• **PASSAGE**:
BEGIN
Stefano Cerio / Vaste Programme
Due mostre: Stefano Cerio – Corpi d’aria e Cascasse il cielo di Vaste Programme – duo artistico composto da Giulia Vigna e Leonardo Magrelli – curata da Giulia Tornesello nell’ambito della bipersonale che vede il lavoro dei Vaste Programme accanto al progetto Aquila di Stefano Cerio.
Comunicato stampa
Cascasse il cielo
curated by Giulia Tornesello
Cascasse il cielo is a body of works created between 2021 and today that focuses its research on the urban landscape and its mutations due to climate change and human negligence. These themes are not new to the artists, whose work has always set out almost surgically to eviscerate the tissues of a world brought to a catastrophic drift by the variation in global temperature brought about by anthropogenic and other causes.
The formalisation of this analysis of dystopia uses the medium of post-photography, the reuse of everyday materials and the significant overturning of iconography and the collective imagination.
In this process of sublimation of signifier and meaning into something else, a marked and biting irony often intervenes with irruptiveness.
The works selected for this exhibition, Le nostre radici (2021-2023) and Il tuo domani, oggi (2023) are being shown to the public for the first time.
Le nostre radici is the paroxysm of a ruinous urban present represented in exquisitely allegorical form. Images of collapsed trees in the city on cars parked in the street – evidence of violent storms and public neglect – are printed on classic car perfumers. The work consists of 55 unique pieces.
END
• **DIRECTIVES**:
1. Using the press release, decide whether each statement agrees with it. Answer yes or no for each, and quote the words that decide it.
(a) The works in Cascasse il cielo were created from 2021 onward.
(b) Le nostre radici has already been shown to the public.
(c) The images in Le nostre radici are printed on posters.
2. Answer these questions from the press release.
(a) Who curated Cascasse il cielo?
(b) What year is given for Il tuo domani, oggi?
(c) What do the images in Le nostre radici show?
The records come from a source unrelated to the press release.

• **RECORD EXTRACTS**:
BEGIN
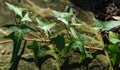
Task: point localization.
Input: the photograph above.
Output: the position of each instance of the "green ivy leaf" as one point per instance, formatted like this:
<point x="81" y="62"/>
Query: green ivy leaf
<point x="62" y="16"/>
<point x="18" y="10"/>
<point x="114" y="38"/>
<point x="99" y="24"/>
<point x="17" y="37"/>
<point x="46" y="26"/>
<point x="79" y="43"/>
<point x="59" y="41"/>
<point x="42" y="50"/>
<point x="113" y="50"/>
<point x="21" y="12"/>
<point x="114" y="59"/>
<point x="38" y="51"/>
<point x="75" y="21"/>
<point x="107" y="25"/>
<point x="35" y="47"/>
<point x="26" y="18"/>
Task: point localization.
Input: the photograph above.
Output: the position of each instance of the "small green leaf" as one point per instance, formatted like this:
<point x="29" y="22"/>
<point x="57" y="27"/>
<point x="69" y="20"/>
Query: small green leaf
<point x="114" y="38"/>
<point x="17" y="38"/>
<point x="75" y="21"/>
<point x="26" y="18"/>
<point x="99" y="24"/>
<point x="114" y="59"/>
<point x="107" y="25"/>
<point x="59" y="41"/>
<point x="42" y="50"/>
<point x="35" y="48"/>
<point x="46" y="26"/>
<point x="62" y="16"/>
<point x="18" y="10"/>
<point x="113" y="48"/>
<point x="74" y="33"/>
<point x="15" y="27"/>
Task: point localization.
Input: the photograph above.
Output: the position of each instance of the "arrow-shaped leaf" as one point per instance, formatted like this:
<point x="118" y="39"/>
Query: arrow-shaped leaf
<point x="59" y="41"/>
<point x="62" y="16"/>
<point x="46" y="26"/>
<point x="18" y="10"/>
<point x="17" y="38"/>
<point x="114" y="38"/>
<point x="107" y="25"/>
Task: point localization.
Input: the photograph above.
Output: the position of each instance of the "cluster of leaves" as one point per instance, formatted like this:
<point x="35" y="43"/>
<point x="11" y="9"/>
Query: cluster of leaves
<point x="113" y="47"/>
<point x="76" y="40"/>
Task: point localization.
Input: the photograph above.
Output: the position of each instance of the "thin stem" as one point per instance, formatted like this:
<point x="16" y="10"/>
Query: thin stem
<point x="68" y="32"/>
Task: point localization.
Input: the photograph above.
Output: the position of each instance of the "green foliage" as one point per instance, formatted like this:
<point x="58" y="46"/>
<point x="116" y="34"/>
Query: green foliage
<point x="59" y="41"/>
<point x="19" y="30"/>
<point x="38" y="51"/>
<point x="17" y="36"/>
<point x="21" y="12"/>
<point x="69" y="19"/>
<point x="113" y="48"/>
<point x="107" y="25"/>
<point x="114" y="38"/>
<point x="46" y="26"/>
<point x="63" y="45"/>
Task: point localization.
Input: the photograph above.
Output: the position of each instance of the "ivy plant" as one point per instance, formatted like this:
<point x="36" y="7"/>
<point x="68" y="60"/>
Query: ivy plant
<point x="114" y="38"/>
<point x="78" y="41"/>
<point x="19" y="30"/>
END
• **SOLUTIONS TO THE TASKS**:
1.
(a) Yes: "created between 2021 and today"
(b) No: "are being shown to the public for the first time"
(c) No: "printed on classic car perfumers"

2.
(a) Giulia Tornesello
(b) 2023
(c) Collapsed trees in the city on cars parked in the street